**Data listing**
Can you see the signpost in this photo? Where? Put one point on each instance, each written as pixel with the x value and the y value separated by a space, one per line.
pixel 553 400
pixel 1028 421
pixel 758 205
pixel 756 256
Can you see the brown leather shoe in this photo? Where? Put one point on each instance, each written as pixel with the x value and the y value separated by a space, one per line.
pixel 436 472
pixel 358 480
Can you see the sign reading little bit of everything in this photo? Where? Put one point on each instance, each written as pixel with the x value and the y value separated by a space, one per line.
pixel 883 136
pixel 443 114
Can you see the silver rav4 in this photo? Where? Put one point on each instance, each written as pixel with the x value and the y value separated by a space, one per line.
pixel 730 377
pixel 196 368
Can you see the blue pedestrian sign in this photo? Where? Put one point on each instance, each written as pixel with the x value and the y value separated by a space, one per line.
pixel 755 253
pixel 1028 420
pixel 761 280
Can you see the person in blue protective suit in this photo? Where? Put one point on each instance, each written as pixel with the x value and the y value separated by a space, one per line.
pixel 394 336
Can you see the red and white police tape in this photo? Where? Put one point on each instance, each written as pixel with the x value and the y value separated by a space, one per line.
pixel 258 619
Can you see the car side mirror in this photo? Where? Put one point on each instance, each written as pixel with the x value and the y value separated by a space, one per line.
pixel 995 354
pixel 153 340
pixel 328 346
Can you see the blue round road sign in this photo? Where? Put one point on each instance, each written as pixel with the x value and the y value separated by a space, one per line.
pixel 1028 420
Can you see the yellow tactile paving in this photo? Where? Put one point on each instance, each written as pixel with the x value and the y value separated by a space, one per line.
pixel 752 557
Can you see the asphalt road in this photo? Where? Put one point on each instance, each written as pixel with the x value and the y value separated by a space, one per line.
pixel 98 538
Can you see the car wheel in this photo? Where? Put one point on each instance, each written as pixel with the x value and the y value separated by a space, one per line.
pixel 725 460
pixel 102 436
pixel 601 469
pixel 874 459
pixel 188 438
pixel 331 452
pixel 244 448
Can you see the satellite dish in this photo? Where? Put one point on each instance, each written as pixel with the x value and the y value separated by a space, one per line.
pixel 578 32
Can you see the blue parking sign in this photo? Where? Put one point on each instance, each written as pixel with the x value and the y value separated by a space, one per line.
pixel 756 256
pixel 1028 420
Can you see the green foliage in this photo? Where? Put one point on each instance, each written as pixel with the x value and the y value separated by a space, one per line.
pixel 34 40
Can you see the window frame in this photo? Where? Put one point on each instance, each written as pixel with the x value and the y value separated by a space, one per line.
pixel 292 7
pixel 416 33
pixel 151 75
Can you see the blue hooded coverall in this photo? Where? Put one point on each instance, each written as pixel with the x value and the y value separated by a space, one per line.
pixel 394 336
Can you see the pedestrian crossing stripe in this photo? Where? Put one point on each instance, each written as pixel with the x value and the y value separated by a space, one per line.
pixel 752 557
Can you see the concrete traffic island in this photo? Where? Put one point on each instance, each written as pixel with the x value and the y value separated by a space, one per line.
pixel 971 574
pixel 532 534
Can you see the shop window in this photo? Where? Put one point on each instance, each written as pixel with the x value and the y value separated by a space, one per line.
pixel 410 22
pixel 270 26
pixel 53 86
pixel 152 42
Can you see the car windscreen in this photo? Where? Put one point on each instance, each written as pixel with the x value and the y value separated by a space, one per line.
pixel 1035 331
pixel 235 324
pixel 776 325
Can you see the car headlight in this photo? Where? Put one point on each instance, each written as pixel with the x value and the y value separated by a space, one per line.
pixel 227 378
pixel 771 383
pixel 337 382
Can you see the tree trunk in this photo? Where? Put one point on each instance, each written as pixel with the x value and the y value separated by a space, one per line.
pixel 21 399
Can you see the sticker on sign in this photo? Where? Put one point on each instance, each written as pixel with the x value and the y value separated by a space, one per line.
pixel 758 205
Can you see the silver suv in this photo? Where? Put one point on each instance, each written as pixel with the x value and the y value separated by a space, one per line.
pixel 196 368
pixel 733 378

**Stated task**
Transcribe all lines as written.

**Answer to the problem**
Can you see the signpost in this photo? Where? Put one point on each instance, each written as pixel with the x value and the y value separated by a space, one per line.
pixel 553 400
pixel 1028 421
pixel 758 205
pixel 756 256
Can you see the brown leather shoe in this photo? Where? Put one point on each instance, each written as pixel with the x value and the y value separated by a space, one per line.
pixel 436 472
pixel 358 480
Can you see the sign reading little bit of everything in this photo? Where? Put one point on each instance, each written as pixel with the x value and the y value separated by a space, one per line.
pixel 883 136
pixel 443 114
Can you see the silver rav4 in this photo? Where? Put one point on each instance, each written as pixel with the x value and the y value separated by a space, one per line.
pixel 730 377
pixel 196 368
Can you see the blue pedestrian sign in this photo? Where? Put one point on each instance, each written as pixel with the x value and the y value separated by a space, one per line.
pixel 755 253
pixel 1028 420
pixel 761 280
Can you see the person in blue protective suit in this photo? Where? Put one point on each instance, each written as pixel with the x value and the y value separated by a space, one per line.
pixel 394 336
Can you see the red and white police tape in this photo? Where? Put one point on each instance, each written as pixel with the x value and the y value separated by a space, one per line.
pixel 258 619
Can you see the car side mirror in this photo? Where? Put one point on each instance, each written as pixel with the x value and the y value separated by a space, one per line.
pixel 995 354
pixel 153 340
pixel 328 346
Can you see the blue round road sign in this photo? Where? Put one point on each instance, each written as pixel with the x value and the y value separated by a space, one per line.
pixel 1028 420
Can you see the yellow tactile paving in this photo? Where? Put one point on each instance, each written as pixel with the x value and the y value separated by a space, one per line.
pixel 752 557
Can you see the asphalt road in this photo? Where? Put one point on each instance, each written as pixel with the x value and the y value separated by a space, one per line.
pixel 98 538
Can you see the car wheel in this photo? Where? Put one point on each instance, each written as pixel with the x value and the y value separated by a space, one per line.
pixel 725 460
pixel 102 436
pixel 601 469
pixel 874 459
pixel 188 438
pixel 331 452
pixel 244 448
Can you see the satellite dish in this photo? Where? Put one point on each instance, each written as pixel with the x value and the y value separated by a space, one per line.
pixel 578 32
Can you see the blue parking sign in this photo? Where? Put one point on each instance, each written as pixel with the x value and the y value separated by a space, one per line.
pixel 756 256
pixel 1028 420
Can you see the green foliage in this photo? Where? Put one point on each instance, each written as pixel with the x value and the y value separated by a space, one per line.
pixel 34 40
Can you see the window frame in this photo? Where? Put one point on each instance, each written as pixel with the x value and the y value separated by a space, one per line.
pixel 292 7
pixel 416 33
pixel 151 75
Can you see the blue hooded coverall in this photo? Where? Put one point on each instance, each written as pixel with the x value and the y value separated by a space, one per line.
pixel 394 336
Can you see the pedestrian crossing stripe in this photo? Where? Put one point on each instance, each written as pixel with the x value and the y value separated by a space, one per line.
pixel 752 557
Can you see the concrete traffic island in this photo? Where? Put one point on each instance, each written as pixel with the x value and the y value separated by a space, one per line.
pixel 971 574
pixel 532 534
Can you see the shop window in this photo? Where? Put one point on each instance, each written as pixel with the x value and the y value separated by a space, one per line.
pixel 410 22
pixel 270 26
pixel 53 86
pixel 152 42
Can you see the car windscreen in this photo? Where? Put one point on each instance, each written as pixel with the x value and the y value separated by a space, one per line.
pixel 1035 331
pixel 235 324
pixel 776 325
Can you see the car headlight in this photo? Where? Put one point on each instance, each written as pixel with the x value and the y value separated by a space, one per line.
pixel 227 378
pixel 771 383
pixel 337 382
Can you see the tree trunk in this photo? Where? Put one point on each instance, each written as pixel with the x value and the y value separated by a space, one per line.
pixel 21 399
Can you see the sticker on sign in this photo? Where? Put one point on each instance, each written as pixel with the x value and the y value separated by a space, one per line.
pixel 758 205
Can you see the silver suv in this photo? Where? Put one point on each instance, each written as pixel with the x value and the y value separated by a space, one per line.
pixel 196 368
pixel 733 378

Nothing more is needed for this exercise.